--- BEGIN Data supplied ---
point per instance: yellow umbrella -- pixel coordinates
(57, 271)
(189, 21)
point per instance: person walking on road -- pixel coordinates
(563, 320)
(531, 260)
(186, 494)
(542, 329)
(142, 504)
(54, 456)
--- END Data supplied ---
Work to complete: Send back every record, precisely as written.

Written response:
point per instance: yellow umbrella -- pixel coordinates
(57, 271)
(189, 21)
point per instance: person walking on road -- pixel coordinates
(563, 320)
(531, 260)
(186, 494)
(542, 329)
(142, 504)
(54, 456)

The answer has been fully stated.